# [Given exercise A]
How would you say "Let us consider an example to calculate Prime Numbers up to 10000000." from the sieve passage below in Spanish?
# [Given exercise B]
Which lines of the entries below contain the word "green"? Extract each of those lines in full.

# [Passage shown]
***

Example for unoptimized program: Let us consider an example to calculate Prime Numbers up to 10000000.

Below is the code with no optimization:  

C++




// C++ program to calculate the Prime
// Numbers upto 10000000 using Sieve
// of Eratosthenes with NO optimization
 
#include <cmath>
#include <iostream>
#include <vector>
#define N 10000005
using namespace std;
 
// Boolean array for Prime Number
vector<bool> prime(N, true);
 
// Sieve implemented to find Prime
// Number
void sieveOfEratosthenes()
{
    for (int i = 2; i <= sqrt(N); ++i) {
        if (prime[i]) {
            for (int j = i * i; j <= N; j += i) {
                prime[j] = false;
            }
        }
    }
}
 
// Driver Code
int main()

***

[Photo object pointing records]
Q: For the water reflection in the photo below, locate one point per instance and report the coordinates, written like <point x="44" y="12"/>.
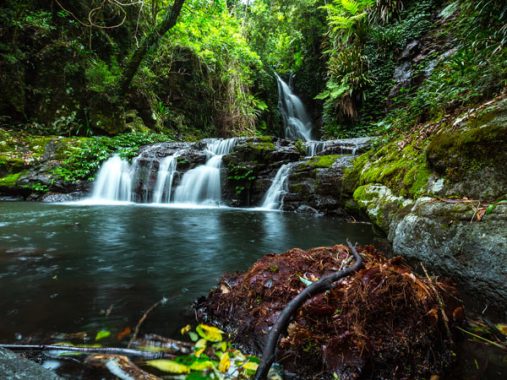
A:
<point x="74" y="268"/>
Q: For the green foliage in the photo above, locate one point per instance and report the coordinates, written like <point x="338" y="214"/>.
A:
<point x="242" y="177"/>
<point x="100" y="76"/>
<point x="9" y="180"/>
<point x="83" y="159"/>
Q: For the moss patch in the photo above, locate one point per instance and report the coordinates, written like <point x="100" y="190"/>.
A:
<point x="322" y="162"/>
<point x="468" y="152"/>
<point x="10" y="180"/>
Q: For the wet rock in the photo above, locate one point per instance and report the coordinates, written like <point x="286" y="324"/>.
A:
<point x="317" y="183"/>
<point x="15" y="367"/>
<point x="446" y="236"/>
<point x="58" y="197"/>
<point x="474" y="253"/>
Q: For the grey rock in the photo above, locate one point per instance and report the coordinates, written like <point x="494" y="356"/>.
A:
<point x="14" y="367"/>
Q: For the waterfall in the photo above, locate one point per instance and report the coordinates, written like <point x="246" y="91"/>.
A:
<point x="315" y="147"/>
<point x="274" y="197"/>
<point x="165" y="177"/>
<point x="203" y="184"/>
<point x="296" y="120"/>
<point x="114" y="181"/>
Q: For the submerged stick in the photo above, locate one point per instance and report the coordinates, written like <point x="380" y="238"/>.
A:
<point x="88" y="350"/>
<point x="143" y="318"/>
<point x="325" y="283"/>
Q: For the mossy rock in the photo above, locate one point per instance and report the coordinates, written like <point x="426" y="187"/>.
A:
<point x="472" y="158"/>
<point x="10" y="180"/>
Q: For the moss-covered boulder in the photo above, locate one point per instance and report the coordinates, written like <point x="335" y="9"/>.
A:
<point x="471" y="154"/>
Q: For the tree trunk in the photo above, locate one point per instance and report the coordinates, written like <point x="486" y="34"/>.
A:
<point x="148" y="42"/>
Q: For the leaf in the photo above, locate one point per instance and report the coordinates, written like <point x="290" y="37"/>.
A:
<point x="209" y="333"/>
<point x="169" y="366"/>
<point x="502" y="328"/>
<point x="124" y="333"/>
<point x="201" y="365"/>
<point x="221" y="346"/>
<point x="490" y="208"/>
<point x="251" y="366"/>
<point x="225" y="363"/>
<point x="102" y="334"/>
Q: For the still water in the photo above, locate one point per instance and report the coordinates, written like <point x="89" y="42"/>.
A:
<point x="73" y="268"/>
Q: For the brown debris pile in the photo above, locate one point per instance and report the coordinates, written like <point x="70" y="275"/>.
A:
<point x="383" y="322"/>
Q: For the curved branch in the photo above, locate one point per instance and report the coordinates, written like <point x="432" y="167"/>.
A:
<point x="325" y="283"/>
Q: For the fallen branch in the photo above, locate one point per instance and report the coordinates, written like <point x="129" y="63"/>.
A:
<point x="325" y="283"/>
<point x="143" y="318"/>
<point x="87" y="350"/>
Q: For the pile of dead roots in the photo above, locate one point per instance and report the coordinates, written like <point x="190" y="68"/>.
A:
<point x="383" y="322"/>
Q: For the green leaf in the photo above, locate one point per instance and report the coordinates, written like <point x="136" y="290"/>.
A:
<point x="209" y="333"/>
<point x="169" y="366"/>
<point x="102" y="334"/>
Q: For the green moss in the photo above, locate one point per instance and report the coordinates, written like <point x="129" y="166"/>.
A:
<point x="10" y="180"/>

***

# [Written answer A]
Consideremos un ejemplo para calcular los números primos hasta 10000000.

# [Written answer B]
Q: For the green foliage in the photo above, locate one point per instance and report the coordinates, written like <point x="338" y="214"/>.
Q: For the green leaf in the photo above, locate one point per instance and report the coordinates, written like <point x="136" y="290"/>.
Q: For the green moss in the photo above, locate one point per instance and report the coordinates, written like <point x="129" y="166"/>.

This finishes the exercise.